Work request 1: Reproduce everything in the speech on the size of the House from "It is also important" down to "are dealing with.".
Work request 2: Carry the speech on reducing the size of the House of Lords forward from its last sentence.

Provided passage:
■ ■ ■ ■ ■

It is also important that all noble Lords have referred to a degree of urgency. The reason for that urgency is an increase in the intake, yet nobody has suggested that we do something about the intake. I am not suggesting that we freeze it; that would be unrealistic. However, surely even to reduce our numbers we need to know the maximum number of Peers which a Prime Minister of the day can appoint—otherwise, frankly, it is a recipe for the entire House to be wiped out and replaced in its entirety by new Peers. What Prime Minister would resist the temptation? Let us be quite clear: we have to do something about the intake. You cannot curb a Prime Minister’s power totally, but you could put some limit on it. I do not care how high the figure is, but we need to know what we are dealing with.

There is also another way around it—and again, one must acknowledge that some people accept a peerage for the title and regard coming to this House as an unfortunate concomitant duty, while others genuinely come for the job and wear the title rather lightly. We could easily distinguish between these two and create a class of Peers who are not entitled to sit in Parliament. They would not miss it because they do not want to do it. That would still leave the Prime Minister free to award peerages that did not carry implications for the size of this House.

Recognising, however, that you cannot do it all by controlling the intake, we have to achieve some kind of cull. I am tempted to say that perhaps those who do not believe in an appointed House should perhaps leave it. That would not produce a great stampede and reduce our numbers greatly, and it would also mean losing people such as my noble friend Lord Richard, which I do not want to happen. However, one could get rid of non-attendees. I accept the caution that it is not a simple question of attendance, and that that could be refined, but if we have to achieve some reduction in numbers—and most noble Lords seem to feel that we need that—let us at least try it. Let us get rid of noble Lords who do not come and do not want to come. I accept that it would not affect daily attendance, because they do not come here, but it would affect the numbers and would get rid of the jibes that we have a bigger membership than the Chinese National People’s Congress.

■ ■ ■ ■ ■

Entries provided:

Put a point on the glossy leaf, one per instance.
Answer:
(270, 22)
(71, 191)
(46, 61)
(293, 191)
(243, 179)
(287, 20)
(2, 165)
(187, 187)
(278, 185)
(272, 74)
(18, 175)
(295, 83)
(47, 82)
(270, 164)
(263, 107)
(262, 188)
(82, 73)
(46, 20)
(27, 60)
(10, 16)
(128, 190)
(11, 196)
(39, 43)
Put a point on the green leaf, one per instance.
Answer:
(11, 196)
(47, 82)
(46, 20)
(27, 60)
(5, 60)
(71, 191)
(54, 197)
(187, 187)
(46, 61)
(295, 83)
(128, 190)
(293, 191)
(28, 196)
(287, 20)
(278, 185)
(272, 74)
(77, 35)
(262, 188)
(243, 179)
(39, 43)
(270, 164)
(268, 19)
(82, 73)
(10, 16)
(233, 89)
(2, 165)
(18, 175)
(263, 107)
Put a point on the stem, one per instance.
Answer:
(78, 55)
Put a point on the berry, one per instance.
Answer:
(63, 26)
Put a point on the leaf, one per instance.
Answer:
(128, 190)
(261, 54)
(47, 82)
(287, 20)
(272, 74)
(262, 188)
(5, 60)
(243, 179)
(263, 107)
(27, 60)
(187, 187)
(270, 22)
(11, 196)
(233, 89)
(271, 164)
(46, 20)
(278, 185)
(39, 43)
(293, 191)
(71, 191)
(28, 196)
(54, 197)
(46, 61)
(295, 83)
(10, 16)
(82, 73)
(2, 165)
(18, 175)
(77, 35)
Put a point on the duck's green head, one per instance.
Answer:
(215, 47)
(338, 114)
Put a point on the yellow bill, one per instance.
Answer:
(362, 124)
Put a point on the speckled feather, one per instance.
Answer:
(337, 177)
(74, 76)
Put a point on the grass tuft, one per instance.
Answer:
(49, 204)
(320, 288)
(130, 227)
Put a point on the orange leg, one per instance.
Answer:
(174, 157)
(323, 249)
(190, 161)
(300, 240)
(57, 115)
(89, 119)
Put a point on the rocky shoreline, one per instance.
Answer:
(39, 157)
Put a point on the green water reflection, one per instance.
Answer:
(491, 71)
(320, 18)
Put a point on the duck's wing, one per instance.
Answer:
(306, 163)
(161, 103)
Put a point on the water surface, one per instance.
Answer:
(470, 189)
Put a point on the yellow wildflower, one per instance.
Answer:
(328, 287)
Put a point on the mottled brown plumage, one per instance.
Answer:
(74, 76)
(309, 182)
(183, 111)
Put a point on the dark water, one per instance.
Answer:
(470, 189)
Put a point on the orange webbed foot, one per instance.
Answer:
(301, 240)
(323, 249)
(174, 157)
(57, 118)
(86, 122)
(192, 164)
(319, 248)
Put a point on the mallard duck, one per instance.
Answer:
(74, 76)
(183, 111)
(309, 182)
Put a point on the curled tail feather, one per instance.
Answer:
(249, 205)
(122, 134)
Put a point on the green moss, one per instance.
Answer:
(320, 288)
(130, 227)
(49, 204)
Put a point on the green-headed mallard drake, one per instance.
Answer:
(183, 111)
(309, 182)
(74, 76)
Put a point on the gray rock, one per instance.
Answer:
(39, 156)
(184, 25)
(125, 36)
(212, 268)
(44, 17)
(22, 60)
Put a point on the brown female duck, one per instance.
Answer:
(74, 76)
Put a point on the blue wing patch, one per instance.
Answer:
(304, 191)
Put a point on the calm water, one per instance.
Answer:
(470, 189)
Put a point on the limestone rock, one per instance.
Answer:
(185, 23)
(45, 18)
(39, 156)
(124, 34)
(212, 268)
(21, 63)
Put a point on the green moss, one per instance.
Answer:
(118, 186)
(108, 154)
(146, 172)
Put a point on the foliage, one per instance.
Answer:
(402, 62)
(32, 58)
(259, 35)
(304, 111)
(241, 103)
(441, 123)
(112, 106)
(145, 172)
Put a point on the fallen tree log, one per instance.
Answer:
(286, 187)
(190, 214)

■ ■ ■ ■ ■

Written answer 1:
It is also important that all noble Lords have referred to a degree of urgency. The reason for that urgency is an increase in the intake, yet nobody has suggested that we do something about the intake. I am not suggesting that we freeze it; that would be unrealistic. However, surely even to reduce our numbers we need to know the maximum number of Peers which a Prime Minister of the day can appoint—otherwise, frankly, it is a recipe for the entire House to be wiped out and replaced in its entirety by new Peers. What Prime Minister would resist the temptation? Let us be quite clear: we have to do something about the intake. You cannot curb a Prime Minister’s power totally, but you could put some limit on it. I do not care how high the figure is, but we need to know what we are dealing with.

Written answer 2:
One of the reasons for my paranoia about the leadership of the three parties, whom I do not trust as far as I could throw them on this issue, is that quite a lot of press articles over the Christmas Recess were distinctly unhelpful to this House and came from absolutely nowhere. I begin to think that somebody is softening up the electorate before they say, “Let’s finally deal with the problem of the House of Lords—after all, we all had it in our manifestos”. The fact is that the electorate rejected the manifestos—but we do not pay any attention to that. If we put it in the manifestos, it must happen.

The attendance figure of 60%, which the Labour group under my noble friend Lady Taylor recommended, is a very high bar, particularly for people who come from outside London, which would reduce the number of people with practical, daily, hands-on experience and weaken the composition of the House. However, it is a reasonable figure. Fifty per cent would be more justifiable—but, if necessary, I would go along with 60%.

My final point—and I speak against my own interest in this, because I will reach this figure all too quickly—is that age is the least-bad cull mechanism we have. To go for retirement at the end of the Parliament at which you attain the age of 80 is not defensible logically—I accept all the criticisms of ageism—but it is better than the other schemes that have been suggested, and for that reason I commend it.